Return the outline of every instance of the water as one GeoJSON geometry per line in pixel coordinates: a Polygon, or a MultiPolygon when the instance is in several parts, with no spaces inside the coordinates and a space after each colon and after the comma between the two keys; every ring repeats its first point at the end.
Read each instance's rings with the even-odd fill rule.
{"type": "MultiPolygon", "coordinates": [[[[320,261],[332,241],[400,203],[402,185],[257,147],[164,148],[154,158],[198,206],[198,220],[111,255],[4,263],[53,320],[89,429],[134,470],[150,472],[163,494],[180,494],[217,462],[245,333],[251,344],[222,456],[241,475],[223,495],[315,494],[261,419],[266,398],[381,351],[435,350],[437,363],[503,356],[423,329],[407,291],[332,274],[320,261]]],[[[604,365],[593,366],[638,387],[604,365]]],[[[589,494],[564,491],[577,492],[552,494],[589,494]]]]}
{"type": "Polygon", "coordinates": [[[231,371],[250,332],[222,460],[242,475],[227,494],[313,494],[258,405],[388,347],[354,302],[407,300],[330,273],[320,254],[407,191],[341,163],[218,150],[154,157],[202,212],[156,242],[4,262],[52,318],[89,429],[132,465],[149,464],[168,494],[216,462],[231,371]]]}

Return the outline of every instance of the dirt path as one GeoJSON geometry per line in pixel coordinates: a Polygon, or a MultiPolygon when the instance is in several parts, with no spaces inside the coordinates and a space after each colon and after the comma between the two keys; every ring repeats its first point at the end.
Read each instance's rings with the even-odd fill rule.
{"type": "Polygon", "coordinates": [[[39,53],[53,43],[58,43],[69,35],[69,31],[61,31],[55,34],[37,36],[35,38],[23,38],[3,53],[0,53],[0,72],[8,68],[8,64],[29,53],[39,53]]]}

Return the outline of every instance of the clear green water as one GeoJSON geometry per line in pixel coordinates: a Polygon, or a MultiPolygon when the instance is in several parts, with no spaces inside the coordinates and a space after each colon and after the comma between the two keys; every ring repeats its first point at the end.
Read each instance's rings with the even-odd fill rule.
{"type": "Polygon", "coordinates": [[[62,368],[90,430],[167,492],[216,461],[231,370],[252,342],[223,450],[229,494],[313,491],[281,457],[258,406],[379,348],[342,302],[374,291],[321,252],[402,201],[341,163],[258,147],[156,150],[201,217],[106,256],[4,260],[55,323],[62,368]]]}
____________
Would you give the data above again, exactly as written?

Return the outline of every instance of the water as one GeoJSON geometry per line in pixel coordinates: a Polygon, or a MultiPolygon when the instance is in several parts, with no spaces inside the coordinates and a space after each colon and after the comma between the two keys; every ring repeats its first point at the end.
Read each instance's rings with the even-odd fill rule.
{"type": "MultiPolygon", "coordinates": [[[[320,261],[332,241],[400,203],[402,185],[257,147],[164,148],[154,158],[198,206],[198,220],[111,255],[4,263],[53,320],[89,429],[134,470],[150,472],[163,494],[180,494],[217,462],[245,333],[251,344],[222,456],[241,475],[223,495],[315,494],[261,419],[266,398],[381,351],[435,350],[437,363],[503,356],[423,329],[407,291],[332,274],[320,261]]],[[[604,365],[593,366],[638,387],[604,365]]],[[[589,494],[564,491],[577,492],[552,494],[589,494]]]]}
{"type": "Polygon", "coordinates": [[[231,371],[250,332],[222,460],[242,475],[227,494],[313,494],[258,405],[388,347],[354,302],[407,300],[330,273],[320,254],[407,191],[341,163],[218,150],[154,157],[202,212],[156,242],[4,262],[52,318],[89,429],[132,465],[149,464],[168,494],[216,462],[231,371]]]}

Return the outline of every instance of the dirt path as one GeoJSON geometry per line in pixel coordinates: a Polygon, or a MultiPolygon when the instance is in several parts, with no spaces inside the coordinates and a space after each colon and after the comma between the two keys; every ring repeats its first point at the end.
Read each instance's rings with the even-odd fill rule.
{"type": "Polygon", "coordinates": [[[39,53],[53,43],[58,43],[69,35],[69,31],[61,31],[55,34],[37,36],[35,38],[23,38],[3,53],[0,53],[0,72],[8,68],[8,64],[29,53],[39,53]]]}

Return the outline of every instance of the clear green water as one GeoJSON geometry per line in pixel coordinates: a Polygon, or a MultiPolygon when the instance is in several parts, with no spaces inside the coordinates and a space after each colon and after the comma between the two keys; every ring repeats its first point at the end.
Read each instance's rings with the even-odd fill rule.
{"type": "Polygon", "coordinates": [[[62,368],[90,430],[167,492],[216,461],[231,370],[252,342],[223,450],[229,494],[313,491],[281,457],[258,406],[379,348],[342,302],[374,291],[321,252],[402,201],[341,163],[258,147],[156,150],[201,217],[106,256],[4,260],[55,323],[62,368]]]}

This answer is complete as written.